ASSIGNED TASK
Continue the review of the film Ballast below, picking up after its last sentence.

== TEXT SECTION

Saturday 14 May 2011

BALLAST

(Lance Hammer, 2008)

A sombre, low-key drama following the effects of one man's suicide upon three members of his family, Hammer's debut builds its emotional power as it progresses to an effecting conclusion. This is down partly to his patient approach with his characters, who are revealed slowly and entirely through their words and deeds, and partly through the hypnotic power of his simple, controlled aesthetic. There is no exposition, and every single detail serves the narrative or Hammer's insistent formal rigour. His camera, generally handheld, tracks his characters as they plod across the wintry fields of the Mississippi Delta or sits on the backseat of a car, gaze fixed through the windscreen. Hammer has a fine eye and captures numerous stunning shots of drab skies over scrubland, occasionally fixing a character in some private moment of misery or isolation in a cramped, somewhat grim room.

====
== EXCERPTED DATA

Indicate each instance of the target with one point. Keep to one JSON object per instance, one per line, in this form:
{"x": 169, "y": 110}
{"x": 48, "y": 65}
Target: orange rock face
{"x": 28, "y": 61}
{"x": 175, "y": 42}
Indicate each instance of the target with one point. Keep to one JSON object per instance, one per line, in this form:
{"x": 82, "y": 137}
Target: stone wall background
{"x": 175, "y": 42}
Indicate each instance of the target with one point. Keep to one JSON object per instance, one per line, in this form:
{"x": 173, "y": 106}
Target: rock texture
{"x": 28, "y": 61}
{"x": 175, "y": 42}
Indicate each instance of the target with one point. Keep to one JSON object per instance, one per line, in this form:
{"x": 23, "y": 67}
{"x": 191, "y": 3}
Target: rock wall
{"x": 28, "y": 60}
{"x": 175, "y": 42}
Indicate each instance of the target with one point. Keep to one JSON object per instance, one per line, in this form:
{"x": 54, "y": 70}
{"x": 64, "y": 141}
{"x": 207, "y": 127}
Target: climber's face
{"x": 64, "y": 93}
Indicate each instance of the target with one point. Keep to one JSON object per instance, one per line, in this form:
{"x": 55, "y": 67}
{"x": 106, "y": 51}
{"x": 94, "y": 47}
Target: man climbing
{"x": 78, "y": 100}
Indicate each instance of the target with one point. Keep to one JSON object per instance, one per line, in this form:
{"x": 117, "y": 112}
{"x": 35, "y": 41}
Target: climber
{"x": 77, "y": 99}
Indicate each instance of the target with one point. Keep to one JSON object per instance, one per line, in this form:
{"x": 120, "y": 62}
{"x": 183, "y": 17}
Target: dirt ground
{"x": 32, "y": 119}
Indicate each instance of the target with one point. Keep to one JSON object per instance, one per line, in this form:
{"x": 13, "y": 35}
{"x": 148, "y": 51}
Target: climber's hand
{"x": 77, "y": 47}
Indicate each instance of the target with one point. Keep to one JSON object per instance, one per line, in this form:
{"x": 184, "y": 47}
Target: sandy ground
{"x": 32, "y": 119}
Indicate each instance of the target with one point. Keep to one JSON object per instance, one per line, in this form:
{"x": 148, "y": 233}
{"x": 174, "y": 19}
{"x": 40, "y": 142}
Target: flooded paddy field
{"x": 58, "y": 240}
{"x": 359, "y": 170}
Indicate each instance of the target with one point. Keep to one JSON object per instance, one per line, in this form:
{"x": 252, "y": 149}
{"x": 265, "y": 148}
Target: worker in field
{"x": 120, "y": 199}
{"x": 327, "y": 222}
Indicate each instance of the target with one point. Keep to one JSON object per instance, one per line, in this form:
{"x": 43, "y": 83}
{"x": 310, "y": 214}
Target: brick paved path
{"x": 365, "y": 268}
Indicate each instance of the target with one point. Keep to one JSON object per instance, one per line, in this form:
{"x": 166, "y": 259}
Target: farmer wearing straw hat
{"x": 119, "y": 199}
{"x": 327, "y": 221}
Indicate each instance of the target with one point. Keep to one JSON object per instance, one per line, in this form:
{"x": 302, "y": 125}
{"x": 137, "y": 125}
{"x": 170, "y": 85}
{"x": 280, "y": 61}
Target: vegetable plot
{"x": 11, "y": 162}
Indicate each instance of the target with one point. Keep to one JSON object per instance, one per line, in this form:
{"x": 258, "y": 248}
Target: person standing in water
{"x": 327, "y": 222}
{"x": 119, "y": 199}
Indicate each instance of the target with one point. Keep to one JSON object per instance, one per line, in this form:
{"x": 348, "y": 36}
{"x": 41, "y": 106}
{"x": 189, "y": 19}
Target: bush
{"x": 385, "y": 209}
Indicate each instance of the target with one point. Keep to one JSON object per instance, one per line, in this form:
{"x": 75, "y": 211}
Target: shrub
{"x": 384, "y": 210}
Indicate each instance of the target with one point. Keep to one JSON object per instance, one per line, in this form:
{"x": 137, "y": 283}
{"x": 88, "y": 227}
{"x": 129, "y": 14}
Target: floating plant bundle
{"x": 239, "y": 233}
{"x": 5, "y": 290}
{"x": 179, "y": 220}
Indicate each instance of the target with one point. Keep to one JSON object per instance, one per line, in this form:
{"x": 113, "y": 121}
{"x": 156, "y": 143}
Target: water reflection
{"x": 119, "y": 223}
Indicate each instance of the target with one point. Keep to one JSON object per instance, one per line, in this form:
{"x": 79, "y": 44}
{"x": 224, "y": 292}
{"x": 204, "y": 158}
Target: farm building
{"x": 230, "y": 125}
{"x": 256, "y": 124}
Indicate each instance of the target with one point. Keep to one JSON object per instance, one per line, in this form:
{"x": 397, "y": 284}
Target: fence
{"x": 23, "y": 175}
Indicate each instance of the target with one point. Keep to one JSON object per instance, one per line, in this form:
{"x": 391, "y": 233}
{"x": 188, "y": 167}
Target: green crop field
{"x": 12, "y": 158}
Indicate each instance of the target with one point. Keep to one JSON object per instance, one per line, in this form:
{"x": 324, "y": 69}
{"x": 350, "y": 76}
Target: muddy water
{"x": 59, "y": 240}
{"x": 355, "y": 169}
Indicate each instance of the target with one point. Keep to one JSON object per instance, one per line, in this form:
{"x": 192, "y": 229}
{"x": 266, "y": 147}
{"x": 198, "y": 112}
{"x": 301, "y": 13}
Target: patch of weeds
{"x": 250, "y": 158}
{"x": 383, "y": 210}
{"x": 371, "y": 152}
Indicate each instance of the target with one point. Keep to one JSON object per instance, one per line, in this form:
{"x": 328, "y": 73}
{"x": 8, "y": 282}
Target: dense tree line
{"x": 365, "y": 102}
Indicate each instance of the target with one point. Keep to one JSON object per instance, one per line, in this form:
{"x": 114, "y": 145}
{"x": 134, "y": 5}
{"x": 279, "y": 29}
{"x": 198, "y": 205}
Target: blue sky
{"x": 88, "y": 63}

====

EXERCISE RESPONSE
These characters are damaged and struggling to survive in a world of little money and small consolations. The dead man's twin brother is destroyed by grief, and his haunted stare and stooped, defeated walk are echoed by his estranged nephew, who steals and takes drugs to deal with his own boredom while his exhausted mother tries to keep a job, run their home, and raise him safely.
The absence of music increases our sensitivity to a superb sound mix - distant highways clash with the music of dull domesticity - as we watch these people make painful decisions in a banal, utterly believable manner. No hyperbole or melodrama here, only the stuff of real life, people dealing with mistakes and flaws and regret, unable to properly articulate how they feel or what they want. Hammer wrote, edited and directed, and his superb little film says it all for them.